[[ RECORDED INFORMATION, beginning ]]

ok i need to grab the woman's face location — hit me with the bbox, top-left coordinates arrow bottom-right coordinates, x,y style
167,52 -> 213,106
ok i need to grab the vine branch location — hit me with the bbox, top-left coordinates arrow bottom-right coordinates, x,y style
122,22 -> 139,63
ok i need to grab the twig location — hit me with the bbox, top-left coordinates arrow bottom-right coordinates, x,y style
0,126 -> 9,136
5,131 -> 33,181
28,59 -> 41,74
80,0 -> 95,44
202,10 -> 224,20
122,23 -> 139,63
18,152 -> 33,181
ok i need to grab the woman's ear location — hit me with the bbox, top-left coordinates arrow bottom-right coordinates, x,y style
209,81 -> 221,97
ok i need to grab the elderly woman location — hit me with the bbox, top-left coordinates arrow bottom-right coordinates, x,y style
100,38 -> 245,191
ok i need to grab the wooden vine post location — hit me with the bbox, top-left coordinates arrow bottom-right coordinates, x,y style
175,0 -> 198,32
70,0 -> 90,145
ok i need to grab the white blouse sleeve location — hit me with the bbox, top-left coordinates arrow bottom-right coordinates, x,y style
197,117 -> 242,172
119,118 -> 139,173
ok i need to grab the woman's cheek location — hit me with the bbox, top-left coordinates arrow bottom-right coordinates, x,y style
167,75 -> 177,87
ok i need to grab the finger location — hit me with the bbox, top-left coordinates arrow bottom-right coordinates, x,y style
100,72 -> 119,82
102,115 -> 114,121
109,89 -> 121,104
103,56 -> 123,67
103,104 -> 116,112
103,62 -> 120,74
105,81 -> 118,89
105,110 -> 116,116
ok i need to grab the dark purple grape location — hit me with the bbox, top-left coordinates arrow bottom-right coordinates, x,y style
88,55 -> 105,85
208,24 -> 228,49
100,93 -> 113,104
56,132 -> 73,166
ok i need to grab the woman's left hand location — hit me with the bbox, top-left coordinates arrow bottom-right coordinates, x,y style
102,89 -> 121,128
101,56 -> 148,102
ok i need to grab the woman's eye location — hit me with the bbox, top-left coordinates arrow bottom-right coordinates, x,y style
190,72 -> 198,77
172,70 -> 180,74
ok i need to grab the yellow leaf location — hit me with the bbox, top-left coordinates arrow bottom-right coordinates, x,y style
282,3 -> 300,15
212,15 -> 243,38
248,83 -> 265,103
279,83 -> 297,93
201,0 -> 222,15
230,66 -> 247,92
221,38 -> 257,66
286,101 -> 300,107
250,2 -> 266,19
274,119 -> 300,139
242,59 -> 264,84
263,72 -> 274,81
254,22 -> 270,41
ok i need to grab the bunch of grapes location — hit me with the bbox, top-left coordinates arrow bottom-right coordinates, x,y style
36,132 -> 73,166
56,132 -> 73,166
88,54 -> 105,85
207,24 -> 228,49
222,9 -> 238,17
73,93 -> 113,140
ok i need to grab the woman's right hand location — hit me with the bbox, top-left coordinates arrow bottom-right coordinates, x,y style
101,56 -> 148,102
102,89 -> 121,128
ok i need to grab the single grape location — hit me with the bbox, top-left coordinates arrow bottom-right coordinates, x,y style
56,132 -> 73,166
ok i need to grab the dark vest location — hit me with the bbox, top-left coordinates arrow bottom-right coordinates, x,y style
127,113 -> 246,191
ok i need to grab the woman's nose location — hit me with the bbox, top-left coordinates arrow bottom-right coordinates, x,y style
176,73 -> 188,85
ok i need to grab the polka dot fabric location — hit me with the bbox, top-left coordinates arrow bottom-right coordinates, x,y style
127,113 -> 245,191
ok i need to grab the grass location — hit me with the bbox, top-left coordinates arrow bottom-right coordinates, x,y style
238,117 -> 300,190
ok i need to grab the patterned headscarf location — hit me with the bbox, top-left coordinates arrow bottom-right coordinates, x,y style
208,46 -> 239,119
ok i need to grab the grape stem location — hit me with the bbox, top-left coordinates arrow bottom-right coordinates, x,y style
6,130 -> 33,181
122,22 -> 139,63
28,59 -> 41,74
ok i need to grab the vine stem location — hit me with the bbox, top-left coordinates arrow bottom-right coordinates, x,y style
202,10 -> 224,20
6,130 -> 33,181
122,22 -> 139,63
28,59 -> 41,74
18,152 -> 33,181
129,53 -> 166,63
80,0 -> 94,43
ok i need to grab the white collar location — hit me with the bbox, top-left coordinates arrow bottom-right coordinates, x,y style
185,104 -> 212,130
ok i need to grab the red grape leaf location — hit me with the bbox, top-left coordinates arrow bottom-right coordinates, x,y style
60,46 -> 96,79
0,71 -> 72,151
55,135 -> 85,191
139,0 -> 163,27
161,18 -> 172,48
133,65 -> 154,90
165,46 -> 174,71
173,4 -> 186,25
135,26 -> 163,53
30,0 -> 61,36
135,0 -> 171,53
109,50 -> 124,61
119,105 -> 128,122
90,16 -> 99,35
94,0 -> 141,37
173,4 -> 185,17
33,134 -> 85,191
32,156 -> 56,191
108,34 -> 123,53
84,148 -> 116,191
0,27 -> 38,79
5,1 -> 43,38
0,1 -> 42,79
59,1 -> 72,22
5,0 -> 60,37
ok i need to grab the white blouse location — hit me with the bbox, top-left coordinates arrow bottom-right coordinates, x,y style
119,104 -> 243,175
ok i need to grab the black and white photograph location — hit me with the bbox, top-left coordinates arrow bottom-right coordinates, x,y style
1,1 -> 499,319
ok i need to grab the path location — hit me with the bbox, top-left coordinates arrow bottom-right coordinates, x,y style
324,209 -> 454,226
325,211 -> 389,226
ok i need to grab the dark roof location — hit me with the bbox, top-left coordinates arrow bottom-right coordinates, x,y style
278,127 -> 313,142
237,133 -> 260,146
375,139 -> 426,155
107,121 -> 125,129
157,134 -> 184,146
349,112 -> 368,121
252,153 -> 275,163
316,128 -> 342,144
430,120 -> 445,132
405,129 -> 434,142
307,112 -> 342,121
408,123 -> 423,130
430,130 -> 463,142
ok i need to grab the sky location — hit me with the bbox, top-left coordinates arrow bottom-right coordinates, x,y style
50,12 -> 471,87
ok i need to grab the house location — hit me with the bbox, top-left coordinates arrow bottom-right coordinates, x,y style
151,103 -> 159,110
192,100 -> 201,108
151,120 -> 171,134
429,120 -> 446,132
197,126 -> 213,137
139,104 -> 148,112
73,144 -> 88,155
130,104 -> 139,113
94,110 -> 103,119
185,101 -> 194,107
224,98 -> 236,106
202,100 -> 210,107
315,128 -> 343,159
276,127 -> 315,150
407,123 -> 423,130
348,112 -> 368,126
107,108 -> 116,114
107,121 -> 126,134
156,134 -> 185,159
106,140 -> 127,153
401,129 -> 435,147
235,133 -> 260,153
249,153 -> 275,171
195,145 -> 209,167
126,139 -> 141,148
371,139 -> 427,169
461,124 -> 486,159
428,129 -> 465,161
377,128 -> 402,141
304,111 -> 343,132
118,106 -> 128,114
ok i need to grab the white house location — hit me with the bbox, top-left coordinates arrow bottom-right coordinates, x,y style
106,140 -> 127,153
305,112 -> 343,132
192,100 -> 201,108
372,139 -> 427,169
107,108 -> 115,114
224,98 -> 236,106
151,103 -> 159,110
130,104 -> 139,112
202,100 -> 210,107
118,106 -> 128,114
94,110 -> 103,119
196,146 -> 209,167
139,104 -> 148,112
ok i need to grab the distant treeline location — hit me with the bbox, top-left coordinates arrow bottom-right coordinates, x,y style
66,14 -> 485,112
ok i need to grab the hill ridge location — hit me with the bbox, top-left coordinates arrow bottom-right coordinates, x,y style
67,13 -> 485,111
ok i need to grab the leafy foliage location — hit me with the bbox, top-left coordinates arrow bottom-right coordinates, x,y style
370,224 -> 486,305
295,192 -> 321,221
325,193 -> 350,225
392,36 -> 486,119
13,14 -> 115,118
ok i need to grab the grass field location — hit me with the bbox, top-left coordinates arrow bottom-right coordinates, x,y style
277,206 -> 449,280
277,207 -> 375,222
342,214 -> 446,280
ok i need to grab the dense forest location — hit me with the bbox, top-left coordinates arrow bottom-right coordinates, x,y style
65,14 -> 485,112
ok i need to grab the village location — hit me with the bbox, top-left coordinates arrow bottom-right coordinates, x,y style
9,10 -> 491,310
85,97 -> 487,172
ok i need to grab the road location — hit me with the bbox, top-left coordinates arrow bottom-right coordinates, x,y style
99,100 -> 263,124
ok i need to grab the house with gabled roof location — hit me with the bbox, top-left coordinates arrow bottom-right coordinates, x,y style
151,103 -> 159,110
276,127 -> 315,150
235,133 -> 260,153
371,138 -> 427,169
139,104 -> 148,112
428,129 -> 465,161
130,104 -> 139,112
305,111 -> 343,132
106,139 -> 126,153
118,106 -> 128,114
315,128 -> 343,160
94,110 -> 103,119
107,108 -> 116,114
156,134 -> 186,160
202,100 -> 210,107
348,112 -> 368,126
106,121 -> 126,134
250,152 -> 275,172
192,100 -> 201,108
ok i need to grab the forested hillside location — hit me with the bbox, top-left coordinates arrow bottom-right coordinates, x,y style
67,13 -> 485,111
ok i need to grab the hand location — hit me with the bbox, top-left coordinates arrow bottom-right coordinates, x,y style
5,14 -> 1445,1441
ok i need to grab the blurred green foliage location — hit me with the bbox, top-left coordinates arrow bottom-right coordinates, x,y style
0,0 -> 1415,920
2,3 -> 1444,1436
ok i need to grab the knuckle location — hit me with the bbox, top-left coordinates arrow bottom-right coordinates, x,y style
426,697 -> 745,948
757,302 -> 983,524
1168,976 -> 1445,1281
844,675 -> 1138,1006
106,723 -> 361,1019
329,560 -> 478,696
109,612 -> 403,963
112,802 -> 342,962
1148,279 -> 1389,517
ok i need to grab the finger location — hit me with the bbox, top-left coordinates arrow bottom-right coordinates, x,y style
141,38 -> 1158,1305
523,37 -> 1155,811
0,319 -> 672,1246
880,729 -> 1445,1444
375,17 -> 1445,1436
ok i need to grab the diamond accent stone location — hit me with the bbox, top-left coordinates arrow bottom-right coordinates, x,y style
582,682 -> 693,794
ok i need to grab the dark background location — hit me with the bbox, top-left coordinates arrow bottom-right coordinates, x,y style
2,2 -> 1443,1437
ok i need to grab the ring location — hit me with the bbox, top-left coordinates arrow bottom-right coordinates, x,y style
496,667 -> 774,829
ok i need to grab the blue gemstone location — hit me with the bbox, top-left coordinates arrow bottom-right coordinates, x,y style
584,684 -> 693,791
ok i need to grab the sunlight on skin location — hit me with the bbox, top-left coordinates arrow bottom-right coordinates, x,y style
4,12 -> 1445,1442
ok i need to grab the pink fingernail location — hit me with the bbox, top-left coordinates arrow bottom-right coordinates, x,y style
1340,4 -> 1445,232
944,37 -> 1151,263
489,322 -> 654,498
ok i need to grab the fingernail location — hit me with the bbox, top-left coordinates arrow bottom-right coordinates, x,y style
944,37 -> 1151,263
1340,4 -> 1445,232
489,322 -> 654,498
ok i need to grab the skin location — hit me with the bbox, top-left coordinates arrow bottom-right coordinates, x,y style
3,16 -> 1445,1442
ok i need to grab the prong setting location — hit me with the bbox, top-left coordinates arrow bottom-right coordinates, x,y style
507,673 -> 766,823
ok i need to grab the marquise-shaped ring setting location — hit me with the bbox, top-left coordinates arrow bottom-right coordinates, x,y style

[[ RECORDED INFORMATION, end ]]

AIM OF THE EXERCISE:
The requested lines run from the one with "ok i need to grab the skin" through the last line of the records. Return them exactly.

WRITTEN SOLUTION:
ok i need to grab the skin location — hit me with the bbox, top-left coordinates arrow bottom-right coordinates, x,y style
3,16 -> 1445,1442
ok i need to grab the prong setting location — hit me with the bbox, top-left coordinates arrow bottom-right coordinates, x,y style
507,673 -> 766,823
ok i need to grab the marquise-shaped ring setting location — hit me with the bbox, top-left coordinates arrow bottom-right coordinates, x,y style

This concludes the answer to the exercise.